**Work task 1:** Decide whether each statement agrees with the text on the Suave antiperspirant recall: (a) Unilever discontinued the line of products in October 2021; (b) most of the products in Valisure's May 2021 report exceeded 2 ppm of benzene; (c) the manufacturer traced the benzene to the propellant. For each, answer yes or no and quote the deciding words of the text.
**Work task 2:**
Answer these questions from the text on the Suave antiperspirant recall:
(a) What phone number should consumers call to learn how to get a refund?
(b) At what benzene level does the FDA consider the products a possible cancer concern?
(c) How long after its May 2021 report did Valisure release its report on deodorants and antiperspirants?
**Work task 3:** From the text on the Suave antiperspirant recall, pull out the passage starting at "Benzene is not" and ending at "of the can.".

**Text provided:**
--

Benzene is not an intended ingredient of the deodorants, and the manufacturer told the FDA that an internal review determined the industrial chemical came from the propellant that sprays the product out of the can.

Unilever announced that only a limited supply of the deodorants were shipped to retailers nationwide, since the company discontinued the line of products in October 2021, for “business reasons”. However, the decision came just months after an independent testing pharmacy found dangerous levels of benzene in a number of different aerosol sunscreen and deodorant products.

Consumers are now being asked to stop using and appropriately discard the affected Suave 24-Hour Protection Aerosol Antiperspirant products immediately, and to contact Unilever at (866) 204-9756 for information on how to receive a refund.

Aerosol Spray Benzene Problems

Concerns about the presence of cancer causing chemical in consumer products came after the prominent online pharmacy Valisure released a report in May 2021, warning that it detected benzene in 78 aerosol sunscreen and after-sun care products, with more than a quarter of products exceeding 2 parts per million (ppm); the level at which the FDA considers benzene in the products to be a possible cancer concern.

Just four months later, around the time Unilever decided to discontinue the Suave 24-Hour Protection Aerosol Antiperspirant lines, Valisure released another shocking benzene contamination report, however this time focusing on contaminated deodorants and antiperspirants.

--

**Data under study:**
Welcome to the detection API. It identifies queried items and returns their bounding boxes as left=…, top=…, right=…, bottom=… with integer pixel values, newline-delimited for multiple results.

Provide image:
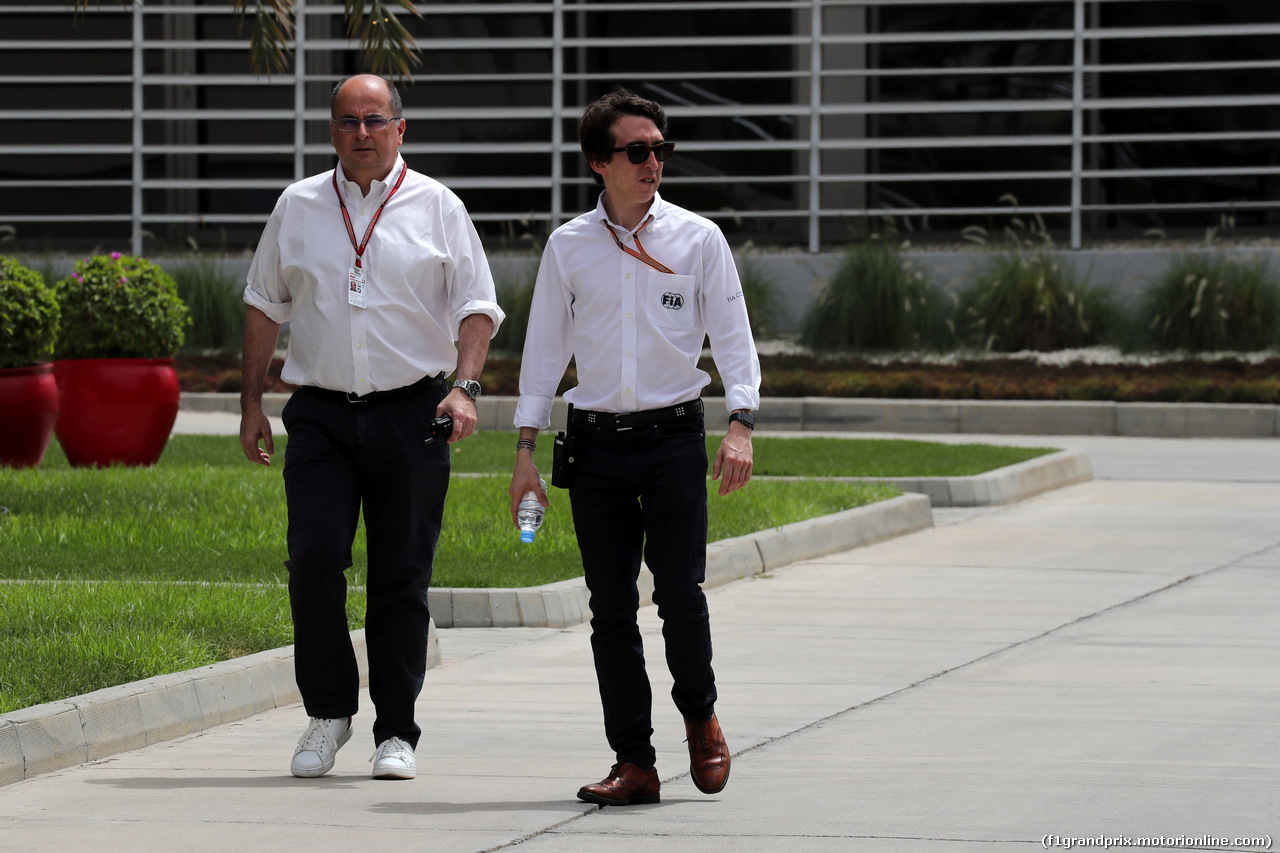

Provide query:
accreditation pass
left=347, top=266, right=365, bottom=307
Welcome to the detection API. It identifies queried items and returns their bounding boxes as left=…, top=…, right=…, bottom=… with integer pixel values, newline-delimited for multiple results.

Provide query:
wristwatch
left=453, top=379, right=480, bottom=402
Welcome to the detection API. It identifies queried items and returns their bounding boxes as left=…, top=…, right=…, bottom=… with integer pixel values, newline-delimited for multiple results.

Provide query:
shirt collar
left=335, top=154, right=404, bottom=202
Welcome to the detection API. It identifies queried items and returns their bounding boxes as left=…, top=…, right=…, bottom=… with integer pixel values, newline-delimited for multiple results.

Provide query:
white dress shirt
left=244, top=156, right=504, bottom=394
left=515, top=193, right=760, bottom=429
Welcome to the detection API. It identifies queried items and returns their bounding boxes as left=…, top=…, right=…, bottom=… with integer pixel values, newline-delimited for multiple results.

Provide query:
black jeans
left=283, top=383, right=449, bottom=747
left=570, top=415, right=716, bottom=770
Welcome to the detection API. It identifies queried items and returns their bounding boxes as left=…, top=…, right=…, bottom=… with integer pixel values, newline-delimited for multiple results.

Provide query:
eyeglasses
left=609, top=142, right=676, bottom=165
left=330, top=115, right=402, bottom=133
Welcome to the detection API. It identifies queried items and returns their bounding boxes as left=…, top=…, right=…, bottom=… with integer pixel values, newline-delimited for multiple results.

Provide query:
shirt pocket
left=643, top=270, right=698, bottom=332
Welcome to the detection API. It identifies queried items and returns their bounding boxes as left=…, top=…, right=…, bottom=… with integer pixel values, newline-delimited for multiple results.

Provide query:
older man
left=241, top=74, right=503, bottom=779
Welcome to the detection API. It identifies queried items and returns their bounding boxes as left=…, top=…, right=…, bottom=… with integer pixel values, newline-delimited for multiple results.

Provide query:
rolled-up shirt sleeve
left=515, top=241, right=573, bottom=429
left=444, top=195, right=507, bottom=341
left=244, top=196, right=293, bottom=323
left=701, top=229, right=760, bottom=411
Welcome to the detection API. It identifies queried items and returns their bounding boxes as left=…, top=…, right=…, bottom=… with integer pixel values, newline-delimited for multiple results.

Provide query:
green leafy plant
left=55, top=252, right=191, bottom=359
left=1142, top=251, right=1280, bottom=352
left=800, top=234, right=948, bottom=351
left=172, top=257, right=244, bottom=352
left=0, top=255, right=61, bottom=368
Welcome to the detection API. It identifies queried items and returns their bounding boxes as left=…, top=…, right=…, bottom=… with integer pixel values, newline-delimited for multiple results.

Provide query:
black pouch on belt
left=552, top=432, right=573, bottom=489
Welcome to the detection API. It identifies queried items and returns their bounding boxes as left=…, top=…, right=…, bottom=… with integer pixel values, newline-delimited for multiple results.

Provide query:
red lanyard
left=333, top=163, right=408, bottom=269
left=602, top=214, right=676, bottom=275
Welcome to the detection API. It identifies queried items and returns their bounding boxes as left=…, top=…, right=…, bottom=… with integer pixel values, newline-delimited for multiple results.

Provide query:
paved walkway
left=0, top=414, right=1280, bottom=853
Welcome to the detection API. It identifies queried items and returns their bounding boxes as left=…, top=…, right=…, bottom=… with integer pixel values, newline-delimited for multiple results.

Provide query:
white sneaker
left=289, top=717, right=351, bottom=779
left=369, top=738, right=417, bottom=779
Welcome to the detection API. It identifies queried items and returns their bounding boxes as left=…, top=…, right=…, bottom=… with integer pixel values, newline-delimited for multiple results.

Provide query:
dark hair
left=577, top=87, right=667, bottom=184
left=329, top=74, right=404, bottom=118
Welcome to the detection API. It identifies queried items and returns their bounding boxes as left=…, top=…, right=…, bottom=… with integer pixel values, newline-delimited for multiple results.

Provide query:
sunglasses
left=330, top=115, right=401, bottom=133
left=609, top=142, right=676, bottom=165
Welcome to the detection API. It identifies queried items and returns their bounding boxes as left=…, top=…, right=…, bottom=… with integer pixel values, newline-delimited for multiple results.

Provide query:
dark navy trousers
left=570, top=415, right=716, bottom=770
left=283, top=382, right=449, bottom=747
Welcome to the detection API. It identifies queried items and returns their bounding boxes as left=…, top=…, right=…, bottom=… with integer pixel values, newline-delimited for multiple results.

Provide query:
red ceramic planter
left=0, top=364, right=58, bottom=467
left=54, top=359, right=180, bottom=466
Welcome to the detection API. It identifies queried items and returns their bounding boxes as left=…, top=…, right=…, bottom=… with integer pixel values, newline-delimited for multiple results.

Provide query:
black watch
left=453, top=379, right=480, bottom=402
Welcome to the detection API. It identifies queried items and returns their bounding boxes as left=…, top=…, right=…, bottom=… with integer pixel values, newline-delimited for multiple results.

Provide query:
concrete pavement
left=0, top=414, right=1280, bottom=853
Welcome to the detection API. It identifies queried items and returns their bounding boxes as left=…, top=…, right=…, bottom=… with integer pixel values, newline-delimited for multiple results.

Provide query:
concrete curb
left=0, top=624, right=440, bottom=785
left=428, top=494, right=933, bottom=628
left=182, top=393, right=1280, bottom=438
left=0, top=438, right=1092, bottom=785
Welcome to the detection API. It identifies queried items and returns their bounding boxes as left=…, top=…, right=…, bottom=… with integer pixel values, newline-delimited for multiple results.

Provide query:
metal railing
left=0, top=0, right=1280, bottom=252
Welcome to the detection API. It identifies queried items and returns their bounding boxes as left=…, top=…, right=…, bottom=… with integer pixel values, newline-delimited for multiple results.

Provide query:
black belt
left=573, top=400, right=703, bottom=432
left=311, top=373, right=444, bottom=403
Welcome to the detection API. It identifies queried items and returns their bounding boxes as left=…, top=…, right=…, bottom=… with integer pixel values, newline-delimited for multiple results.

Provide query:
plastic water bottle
left=516, top=478, right=547, bottom=544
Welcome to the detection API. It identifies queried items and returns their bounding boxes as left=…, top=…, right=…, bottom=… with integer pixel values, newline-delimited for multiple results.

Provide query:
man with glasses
left=511, top=90, right=760, bottom=806
left=241, top=74, right=503, bottom=779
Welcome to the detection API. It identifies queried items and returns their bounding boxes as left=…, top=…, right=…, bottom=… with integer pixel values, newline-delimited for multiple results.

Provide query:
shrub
left=173, top=257, right=244, bottom=352
left=800, top=236, right=947, bottom=351
left=1142, top=252, right=1280, bottom=352
left=957, top=246, right=1121, bottom=352
left=55, top=252, right=191, bottom=359
left=0, top=255, right=61, bottom=368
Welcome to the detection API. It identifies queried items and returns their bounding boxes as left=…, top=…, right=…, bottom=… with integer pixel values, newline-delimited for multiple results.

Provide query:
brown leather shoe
left=685, top=713, right=728, bottom=794
left=577, top=762, right=659, bottom=806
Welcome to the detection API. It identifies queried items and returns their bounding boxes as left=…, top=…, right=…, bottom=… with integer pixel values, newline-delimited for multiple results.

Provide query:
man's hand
left=241, top=409, right=275, bottom=466
left=435, top=388, right=479, bottom=444
left=712, top=421, right=753, bottom=496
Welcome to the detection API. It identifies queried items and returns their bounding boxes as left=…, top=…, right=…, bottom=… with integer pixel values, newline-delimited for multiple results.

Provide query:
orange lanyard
left=333, top=163, right=408, bottom=269
left=602, top=214, right=676, bottom=275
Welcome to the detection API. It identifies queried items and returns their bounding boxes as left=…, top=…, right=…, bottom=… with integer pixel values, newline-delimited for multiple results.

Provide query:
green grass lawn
left=0, top=433, right=1048, bottom=712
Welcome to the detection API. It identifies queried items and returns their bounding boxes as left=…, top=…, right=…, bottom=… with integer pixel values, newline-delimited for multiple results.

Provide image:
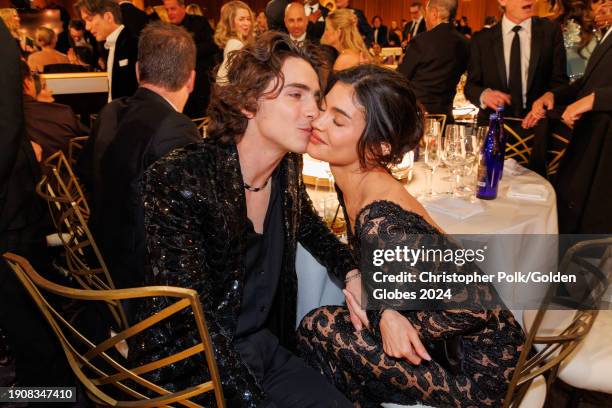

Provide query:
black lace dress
left=298, top=201, right=524, bottom=407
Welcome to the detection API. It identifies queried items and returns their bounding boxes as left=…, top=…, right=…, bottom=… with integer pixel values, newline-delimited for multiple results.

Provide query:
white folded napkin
left=422, top=197, right=485, bottom=220
left=504, top=159, right=529, bottom=176
left=506, top=183, right=548, bottom=201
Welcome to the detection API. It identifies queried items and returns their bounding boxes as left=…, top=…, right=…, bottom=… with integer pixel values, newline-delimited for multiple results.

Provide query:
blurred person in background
left=321, top=9, right=372, bottom=71
left=214, top=0, right=254, bottom=83
left=163, top=0, right=220, bottom=119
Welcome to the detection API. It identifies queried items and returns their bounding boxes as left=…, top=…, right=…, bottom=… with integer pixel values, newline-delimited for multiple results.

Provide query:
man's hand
left=380, top=309, right=431, bottom=365
left=561, top=93, right=595, bottom=128
left=522, top=92, right=555, bottom=129
left=481, top=89, right=511, bottom=110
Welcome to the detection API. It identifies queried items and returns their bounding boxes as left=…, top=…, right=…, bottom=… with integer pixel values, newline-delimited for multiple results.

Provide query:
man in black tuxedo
left=523, top=22, right=612, bottom=234
left=336, top=0, right=374, bottom=48
left=465, top=0, right=568, bottom=123
left=0, top=21, right=75, bottom=387
left=164, top=0, right=220, bottom=118
left=76, top=0, right=138, bottom=102
left=119, top=0, right=149, bottom=37
left=402, top=1, right=427, bottom=48
left=79, top=22, right=201, bottom=288
left=372, top=16, right=389, bottom=47
left=304, top=0, right=329, bottom=43
left=398, top=0, right=470, bottom=122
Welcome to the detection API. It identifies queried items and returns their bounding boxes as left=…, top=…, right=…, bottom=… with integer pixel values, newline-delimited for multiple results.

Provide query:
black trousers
left=235, top=329, right=353, bottom=408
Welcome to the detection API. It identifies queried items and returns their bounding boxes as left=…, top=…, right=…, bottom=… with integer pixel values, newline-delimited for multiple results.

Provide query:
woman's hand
left=380, top=309, right=431, bottom=365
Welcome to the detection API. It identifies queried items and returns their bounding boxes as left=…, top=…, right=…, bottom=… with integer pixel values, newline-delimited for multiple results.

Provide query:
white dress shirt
left=501, top=14, right=531, bottom=107
left=104, top=24, right=124, bottom=102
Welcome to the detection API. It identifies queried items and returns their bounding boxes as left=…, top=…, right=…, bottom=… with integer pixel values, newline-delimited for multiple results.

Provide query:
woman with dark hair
left=552, top=0, right=597, bottom=81
left=298, top=65, right=524, bottom=407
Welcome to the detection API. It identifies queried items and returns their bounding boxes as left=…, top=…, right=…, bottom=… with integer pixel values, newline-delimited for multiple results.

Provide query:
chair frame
left=3, top=253, right=225, bottom=408
left=504, top=238, right=612, bottom=408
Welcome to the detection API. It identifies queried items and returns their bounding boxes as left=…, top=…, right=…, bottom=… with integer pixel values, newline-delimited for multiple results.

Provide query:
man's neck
left=236, top=127, right=287, bottom=186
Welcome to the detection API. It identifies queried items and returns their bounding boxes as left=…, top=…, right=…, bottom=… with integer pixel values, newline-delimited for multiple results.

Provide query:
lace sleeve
left=357, top=203, right=496, bottom=339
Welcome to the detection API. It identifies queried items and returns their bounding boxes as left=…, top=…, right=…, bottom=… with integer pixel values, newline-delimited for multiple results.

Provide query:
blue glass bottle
left=476, top=113, right=504, bottom=200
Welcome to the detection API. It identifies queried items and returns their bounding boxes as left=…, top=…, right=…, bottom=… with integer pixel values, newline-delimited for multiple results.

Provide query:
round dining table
left=296, top=155, right=558, bottom=324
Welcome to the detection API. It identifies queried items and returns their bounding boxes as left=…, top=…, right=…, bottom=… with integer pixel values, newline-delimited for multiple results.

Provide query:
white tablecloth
left=296, top=157, right=558, bottom=323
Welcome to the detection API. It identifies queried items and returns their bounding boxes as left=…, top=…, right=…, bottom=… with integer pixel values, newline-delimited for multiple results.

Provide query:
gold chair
left=3, top=253, right=225, bottom=408
left=68, top=136, right=89, bottom=166
left=504, top=117, right=535, bottom=165
left=191, top=116, right=210, bottom=138
left=504, top=238, right=612, bottom=408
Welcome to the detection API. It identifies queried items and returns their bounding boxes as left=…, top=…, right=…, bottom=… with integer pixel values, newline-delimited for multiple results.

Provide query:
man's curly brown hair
left=207, top=31, right=329, bottom=143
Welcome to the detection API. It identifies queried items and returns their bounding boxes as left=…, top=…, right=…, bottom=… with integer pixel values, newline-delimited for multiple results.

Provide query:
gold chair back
left=504, top=238, right=612, bottom=408
left=191, top=116, right=209, bottom=139
left=3, top=253, right=225, bottom=408
left=68, top=136, right=89, bottom=167
left=504, top=117, right=535, bottom=165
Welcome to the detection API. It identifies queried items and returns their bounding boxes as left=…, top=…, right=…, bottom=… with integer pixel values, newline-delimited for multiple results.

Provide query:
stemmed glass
left=422, top=126, right=442, bottom=198
left=442, top=125, right=466, bottom=196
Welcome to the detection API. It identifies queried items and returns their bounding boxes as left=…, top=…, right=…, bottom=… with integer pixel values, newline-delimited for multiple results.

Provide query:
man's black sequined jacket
left=130, top=139, right=356, bottom=407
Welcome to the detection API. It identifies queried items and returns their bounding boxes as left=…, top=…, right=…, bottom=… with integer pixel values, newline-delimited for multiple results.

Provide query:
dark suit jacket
left=0, top=23, right=44, bottom=239
left=265, top=0, right=289, bottom=31
left=119, top=2, right=149, bottom=37
left=23, top=95, right=89, bottom=160
left=79, top=88, right=201, bottom=288
left=548, top=35, right=612, bottom=234
left=398, top=23, right=470, bottom=119
left=111, top=27, right=138, bottom=99
left=465, top=17, right=568, bottom=123
left=372, top=25, right=389, bottom=47
left=181, top=14, right=222, bottom=118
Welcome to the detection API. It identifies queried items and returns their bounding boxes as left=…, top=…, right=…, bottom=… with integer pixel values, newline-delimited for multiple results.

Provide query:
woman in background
left=321, top=9, right=372, bottom=71
left=552, top=0, right=597, bottom=81
left=28, top=26, right=70, bottom=73
left=214, top=0, right=255, bottom=83
left=298, top=65, right=525, bottom=407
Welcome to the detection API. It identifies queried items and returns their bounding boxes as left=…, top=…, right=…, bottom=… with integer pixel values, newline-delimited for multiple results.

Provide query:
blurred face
left=68, top=28, right=83, bottom=42
left=164, top=0, right=187, bottom=25
left=321, top=20, right=340, bottom=49
left=336, top=0, right=349, bottom=8
left=285, top=4, right=308, bottom=38
left=498, top=0, right=535, bottom=24
left=232, top=8, right=253, bottom=38
left=306, top=82, right=366, bottom=167
left=81, top=9, right=117, bottom=41
left=247, top=57, right=321, bottom=153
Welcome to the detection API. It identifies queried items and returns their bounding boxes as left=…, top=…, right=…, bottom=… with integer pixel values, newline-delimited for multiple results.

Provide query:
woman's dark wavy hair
left=207, top=31, right=329, bottom=143
left=326, top=65, right=423, bottom=169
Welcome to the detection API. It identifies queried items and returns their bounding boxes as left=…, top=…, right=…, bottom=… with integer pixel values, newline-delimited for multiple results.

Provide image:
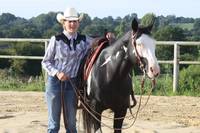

--

**Exercise response 1:**
(a) Yes: "the company discontinued the line of products in October 2021"
(b) No: "with more than a quarter of products exceeding 2 parts per million (ppm)"
(c) Yes: "the industrial chemical came from the propellant that sprays the product out of the can"

**Exercise response 2:**
(a) (866) 204-9756
(b) 2 parts per million (ppm)
(c) Four months

**Exercise response 3:**
Benzene is not an intended ingredient of the deodorants, and the manufacturer told the FDA that an internal review determined the industrial chemical came from the propellant that sprays the product out of the can.